• **Exercises**
1. In the blog post about breast cancer in Black women, what kind of website does the writer say they would love?
2. In the blog post about breast cancer in Black women, condense the paragraph beginning "Surfing the net this evening" into a bulleted list that keeps its main facts.
3. Translate this sentence from the blog post about breast cancer in Black women into Spanish: "Most scientists would point to obvious contributing factors like poverty, lack of education and biological differences as reasons behind these sobering facts."

[Text — start]

Tuesday 8 March 2011

Why Is Breast Cancer More Deadly for Black Women ?????


Surfing the net this evening, I'm struck by the number of images there are of white women with breast cancer compared to black women. While it may be true that in the Western world, more white women are diagnosed each year with breast cancer than black women, according to a recent study, Black British women are often diagnosed at an earlier age with the disease, it is more likely to be triple-negative - which means that their tumours are not oestrogen, progesterone or her2 sensitive and there are therefore fewer treatment options available for them, and it is more likely to be aggressive. They are more likely to die from the disease and at an earlier age. Scary. Most scientists would point to obvious contributing factors like poverty, lack of education and biological differences as reasons behind these sobering facts. I've just keyed in 'black woman' and 'breast cancer' and 'blog' just to see if there might be any like-minded individuals out there in a similar situation to me. There doesn't seem to be much, apart from lots of worrying articles about African-American women being diagnosed at an advanced stage and lots of triple-negative references. I wonder why there are so few resources which cater for us. There is obviously a need. I'd love a website that specialised in afro wigs for alopoecia and chemotherapy-induced hairloss. Not sexy subjects I know, but it might make this journey just a bit easier. I'd like someone to tell me how I make sure my wig stays on my head if I have no hair. I'd like beauty and make-up tips that cover how to deal with patchy eye-brows and skin discolourations. But beyond beauty, I'd really like to connect to a community of women who might have had a similar upbringing and sense of cultural identity as me. I'm sure they must exist out there and will keep on looking until I find some. I'll keep you posted.

[Text — finish]
[Records provided — start]

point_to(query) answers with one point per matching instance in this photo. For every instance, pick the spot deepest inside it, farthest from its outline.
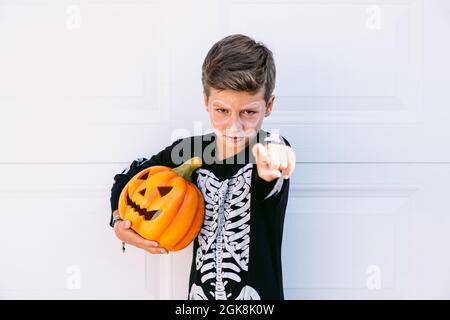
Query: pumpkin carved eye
(163, 205)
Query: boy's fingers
(149, 243)
(260, 153)
(156, 250)
(284, 161)
(126, 224)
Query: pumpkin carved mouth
(164, 205)
(148, 214)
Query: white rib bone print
(224, 239)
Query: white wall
(362, 94)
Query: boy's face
(236, 116)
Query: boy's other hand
(274, 160)
(127, 235)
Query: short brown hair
(237, 62)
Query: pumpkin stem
(185, 170)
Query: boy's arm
(163, 158)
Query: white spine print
(224, 239)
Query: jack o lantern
(164, 205)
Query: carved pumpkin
(164, 205)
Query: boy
(243, 179)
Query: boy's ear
(269, 106)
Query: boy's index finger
(260, 153)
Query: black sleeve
(163, 158)
(264, 188)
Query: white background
(362, 95)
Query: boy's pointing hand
(274, 160)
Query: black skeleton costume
(237, 254)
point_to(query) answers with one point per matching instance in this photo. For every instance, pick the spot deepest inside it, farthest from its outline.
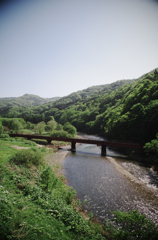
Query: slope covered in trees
(124, 110)
(26, 100)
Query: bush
(48, 179)
(1, 128)
(70, 128)
(28, 157)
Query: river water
(106, 184)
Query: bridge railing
(73, 142)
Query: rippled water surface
(104, 189)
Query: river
(106, 184)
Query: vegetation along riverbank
(35, 203)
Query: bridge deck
(76, 140)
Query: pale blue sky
(55, 47)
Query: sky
(55, 47)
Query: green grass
(34, 203)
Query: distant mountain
(23, 101)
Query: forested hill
(25, 100)
(124, 110)
(12, 105)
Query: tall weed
(28, 157)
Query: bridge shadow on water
(109, 154)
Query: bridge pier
(73, 146)
(103, 150)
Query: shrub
(28, 157)
(48, 179)
(70, 128)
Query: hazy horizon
(54, 48)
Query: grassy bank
(35, 203)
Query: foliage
(48, 179)
(28, 157)
(124, 110)
(68, 127)
(1, 128)
(13, 123)
(131, 226)
(151, 149)
(51, 125)
(40, 127)
(31, 207)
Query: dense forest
(124, 110)
(35, 203)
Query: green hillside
(26, 100)
(124, 110)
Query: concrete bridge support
(73, 146)
(103, 150)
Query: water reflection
(104, 189)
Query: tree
(70, 128)
(51, 125)
(40, 127)
(1, 128)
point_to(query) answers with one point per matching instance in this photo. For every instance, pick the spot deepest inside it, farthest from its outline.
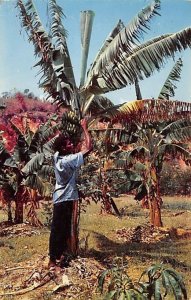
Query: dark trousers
(64, 230)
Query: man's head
(63, 145)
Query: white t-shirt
(65, 168)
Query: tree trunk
(155, 200)
(18, 211)
(9, 212)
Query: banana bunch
(70, 123)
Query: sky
(17, 54)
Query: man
(64, 230)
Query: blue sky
(17, 56)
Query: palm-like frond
(57, 75)
(99, 104)
(151, 110)
(177, 131)
(142, 62)
(122, 43)
(86, 21)
(5, 157)
(107, 42)
(58, 32)
(169, 86)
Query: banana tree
(121, 61)
(168, 88)
(24, 170)
(144, 160)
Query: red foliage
(23, 112)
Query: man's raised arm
(87, 145)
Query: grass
(100, 230)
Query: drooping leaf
(122, 43)
(86, 21)
(143, 61)
(169, 86)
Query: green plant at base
(167, 279)
(160, 280)
(121, 286)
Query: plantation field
(102, 238)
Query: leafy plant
(160, 282)
(164, 279)
(120, 285)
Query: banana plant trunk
(19, 203)
(155, 200)
(18, 211)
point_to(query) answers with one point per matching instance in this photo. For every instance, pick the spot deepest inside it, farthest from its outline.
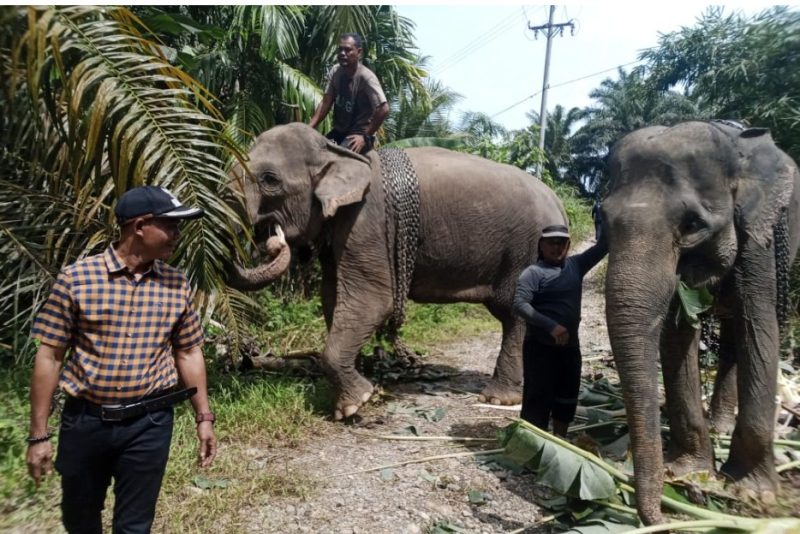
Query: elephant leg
(751, 462)
(328, 289)
(723, 402)
(505, 387)
(354, 320)
(689, 444)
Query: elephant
(715, 205)
(477, 226)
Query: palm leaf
(100, 109)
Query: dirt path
(416, 498)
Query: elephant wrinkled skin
(479, 225)
(697, 201)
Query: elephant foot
(759, 481)
(651, 515)
(501, 394)
(352, 398)
(685, 464)
(723, 423)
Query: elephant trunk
(256, 278)
(639, 288)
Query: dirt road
(471, 493)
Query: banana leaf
(556, 467)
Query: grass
(261, 418)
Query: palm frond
(90, 109)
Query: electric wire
(479, 42)
(515, 104)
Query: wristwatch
(205, 416)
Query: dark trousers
(552, 380)
(91, 452)
(341, 140)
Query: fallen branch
(792, 411)
(514, 408)
(787, 466)
(421, 438)
(783, 442)
(542, 521)
(419, 461)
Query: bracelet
(205, 416)
(32, 440)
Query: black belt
(120, 412)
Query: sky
(488, 54)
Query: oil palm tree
(89, 107)
(622, 105)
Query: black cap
(155, 201)
(555, 230)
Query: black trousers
(552, 380)
(341, 140)
(91, 452)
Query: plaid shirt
(122, 332)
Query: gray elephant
(455, 228)
(713, 204)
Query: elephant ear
(343, 179)
(765, 184)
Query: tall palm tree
(622, 105)
(410, 117)
(89, 108)
(558, 143)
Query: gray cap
(555, 230)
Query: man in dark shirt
(354, 92)
(548, 297)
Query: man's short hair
(357, 39)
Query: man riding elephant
(359, 105)
(427, 224)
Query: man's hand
(40, 460)
(560, 335)
(208, 444)
(355, 143)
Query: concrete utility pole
(549, 30)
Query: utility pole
(549, 31)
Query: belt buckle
(112, 412)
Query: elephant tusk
(280, 234)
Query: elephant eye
(692, 223)
(270, 179)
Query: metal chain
(709, 330)
(781, 236)
(401, 193)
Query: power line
(480, 41)
(512, 106)
(477, 42)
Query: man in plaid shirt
(125, 319)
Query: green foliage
(556, 467)
(623, 105)
(693, 303)
(737, 67)
(430, 324)
(88, 109)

[Records provided — finish]

• **Solutions per task**
1. A website that specializes in afro wigs for alopecia and chemotherapy-induced hair loss.

2.
- Online, the writer sees far more images of white women with breast cancer than of Black women.
- More white women in the Western world may be diagnosed each year, but a recent study finds that Black British women are often diagnosed younger. Their cancer is more likely to be triple-negative, meaning fewer treatment options, and more likely to be aggressive.
- Black British women are more likely to die from the disease, and at an earlier age. Most scientists point to poverty, lack of education and biological differences as factors.
- A search for blogs by Black women with breast cancer turned up little beyond worrying articles about African-American women diagnosed at an advanced stage and many triple-negative references.
- The writer wants more resources: a website for afro wigs for alopecia and chemotherapy hair loss, advice on keeping a wig on without hair, and beauty tips for patchy eyebrows and skin discoloration.
- Above all, the writer wants a community of women with a similar upbringing and cultural identity. The writer will keep looking for one and will keep readers posted.

3. La mayoría de los científicos señalarían factores contribuyentes evidentes, como la pobreza, la falta de educación y las diferencias biológicas, como las razones detrás de estos datos aleccionadores.